David Yeiser🍔

How It’s Made

Technology

This site is built with React and Next.js. It uses Emotion and plain CSS for styling. Styled System helps facilitate the UI and responsive design, and the content is written and managed with MDX. I use Moment to format dates, Prism for code syntax highlighting (via prism-react-renderer), and Typed.js for the typing animation on the Design Token Transformation project page.

Layout & Design

For wider viewports the layout adheres to an eight column grid made up of four major columns of two columns each. As the viewport narrows the grid goes with it until the 1378px breakpoint at which the first column drops its inner gutter and comprises half the width of the other three columns. Below 1012px the grid is dropped and the design converts to a single column layout.

I wrote a little about the grid behind the design in the 2020 Redesign topic post Grid. It has changed a bit since that post but by and large its the same. You can click the button below to toggle a “live view” of the grid. Though keep in mind there’s no grid for the mobile and tablet views.

Typography

This entire site is set in a single font¹ at a single size²: LL Unica77 Regular. I have wanted to take on this challenge for a while, I nearly did with a previous design but that used a single font at three different sizes. I have been tempted to abandon this constraint a few times during this redesign process but so far have stuck to it.

I think I would most like to have a bold weight rather than another size, but for now, I have tried to work out different ways of styling text to achieve the same sort of hierarchy one would get with varying sizes and font weights.

[Entries from a dataset]
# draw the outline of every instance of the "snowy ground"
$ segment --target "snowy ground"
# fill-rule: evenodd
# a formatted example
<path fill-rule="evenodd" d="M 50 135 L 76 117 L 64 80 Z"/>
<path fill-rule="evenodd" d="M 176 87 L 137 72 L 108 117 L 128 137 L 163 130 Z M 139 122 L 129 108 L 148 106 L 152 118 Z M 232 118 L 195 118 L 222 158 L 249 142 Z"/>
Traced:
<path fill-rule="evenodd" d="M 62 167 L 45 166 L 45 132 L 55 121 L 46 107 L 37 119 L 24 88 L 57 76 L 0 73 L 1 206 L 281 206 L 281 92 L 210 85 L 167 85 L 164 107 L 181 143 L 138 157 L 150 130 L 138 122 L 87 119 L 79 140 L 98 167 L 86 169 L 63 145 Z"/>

### Description of the task:
Go on with the write-up about how the site is built, starting right after its last sentence.

### Task answer:
I first became familiar with the Unica typeface when I licensed Neue Haas Unica (a revival version) through a promotional bundle that Fonts.com was doing. I used it for our 2018 Christmas card and then in 2019 for a website design (with a different license). I found it to be a nearly perfect neutral typeface. An embodiment of the Super Normal concept³ put forth by Naoto Fukasawa and Jasper Morrison.

Lineto has a succint story of the compact but rich history of Unica on their specimen page for LL Unica77:

The achievement [of the design] was significant. Unica is often regarded as the pinnacle of modernist type design, arguably the most modern and the most Swiss typeface: one that embodies the idea of a ‘pure medium’, a ‘neutral carrier’. Upon its release … Unica seemed to deliver on what Helvetica promised.

You can also view scans of the original promotional publication for Unica on Flickr (called Haas Unica). The larger headline examples on this one do a good job of showing the differences between Helvetica and Unica.

Footnotes

  1. Except for the larger code blocks seen in the tutorials and a few of the portfolio pieces. I consider these more in the class of illustrations and therefore treat them completely differently.
  2. Technically this isn’t true because of one exception. The way the inline code snippets are styled makes them appear larger than the text around them. To accommodate for this optical illusion, I set the font-size to be 17.5px rather than the normal 18px (the font size of everything else). However, the spirit of having everything at the same font size remains. You can see the size differences for yourself:
    This is a code snippet set at the normal size of 18px.
    This is a code snippet optically adjusted to “18px”.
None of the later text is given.